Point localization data
*-*-*

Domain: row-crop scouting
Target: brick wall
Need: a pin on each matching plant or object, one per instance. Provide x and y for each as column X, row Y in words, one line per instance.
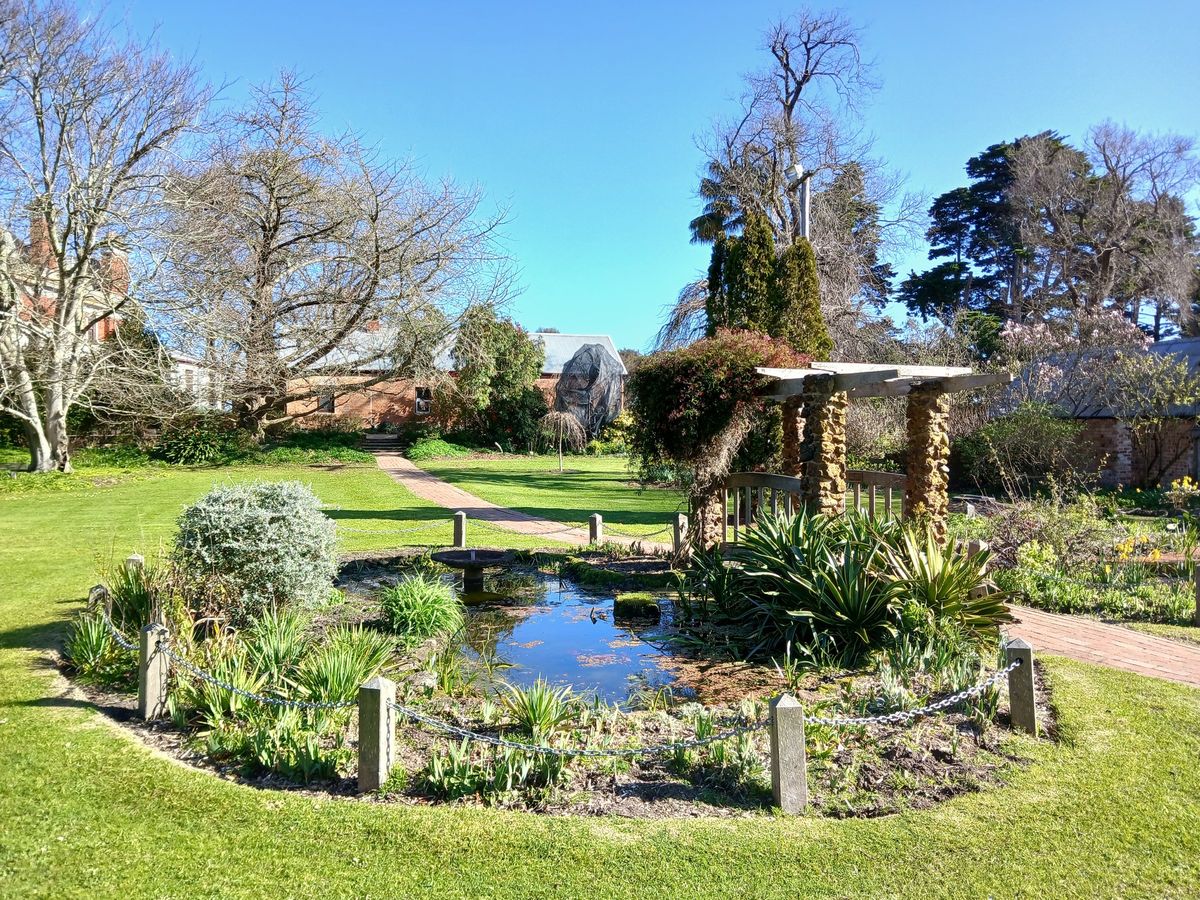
column 1120, row 460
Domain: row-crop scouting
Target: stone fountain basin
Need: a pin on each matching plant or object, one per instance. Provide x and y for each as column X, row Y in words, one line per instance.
column 472, row 558
column 472, row 562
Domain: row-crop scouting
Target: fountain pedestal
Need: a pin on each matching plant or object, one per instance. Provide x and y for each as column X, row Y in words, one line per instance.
column 473, row 563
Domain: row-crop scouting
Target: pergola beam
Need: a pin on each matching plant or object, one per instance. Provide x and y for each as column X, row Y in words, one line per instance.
column 790, row 382
column 953, row 384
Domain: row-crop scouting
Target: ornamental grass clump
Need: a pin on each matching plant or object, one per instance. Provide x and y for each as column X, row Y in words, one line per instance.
column 269, row 543
column 419, row 607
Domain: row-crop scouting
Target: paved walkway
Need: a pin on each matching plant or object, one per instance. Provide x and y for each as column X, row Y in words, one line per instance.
column 1108, row 645
column 1073, row 636
column 435, row 490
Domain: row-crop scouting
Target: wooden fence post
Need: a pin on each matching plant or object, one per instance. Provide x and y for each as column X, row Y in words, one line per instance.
column 1195, row 577
column 789, row 766
column 1021, row 703
column 154, row 669
column 679, row 533
column 377, row 732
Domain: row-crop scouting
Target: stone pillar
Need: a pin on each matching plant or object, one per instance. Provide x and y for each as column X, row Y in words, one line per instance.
column 793, row 436
column 927, row 493
column 377, row 732
column 1021, row 700
column 822, row 454
column 154, row 672
column 708, row 520
column 789, row 766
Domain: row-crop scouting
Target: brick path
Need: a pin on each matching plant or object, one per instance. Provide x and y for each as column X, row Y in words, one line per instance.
column 435, row 490
column 1073, row 636
column 1108, row 645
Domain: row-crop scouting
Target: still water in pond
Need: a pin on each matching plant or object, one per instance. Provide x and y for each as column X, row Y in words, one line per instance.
column 545, row 628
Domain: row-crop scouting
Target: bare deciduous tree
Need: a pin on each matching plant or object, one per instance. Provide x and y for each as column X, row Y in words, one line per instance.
column 803, row 108
column 297, row 262
column 87, row 124
column 1105, row 227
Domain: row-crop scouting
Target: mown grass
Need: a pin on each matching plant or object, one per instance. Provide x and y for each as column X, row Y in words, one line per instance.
column 1113, row 810
column 588, row 484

*-*-*

Problem to solve
Every line above with the word "brick" belongs in the answer, copied as written.

Result of this exercise
Target: brick wall
Target: brick path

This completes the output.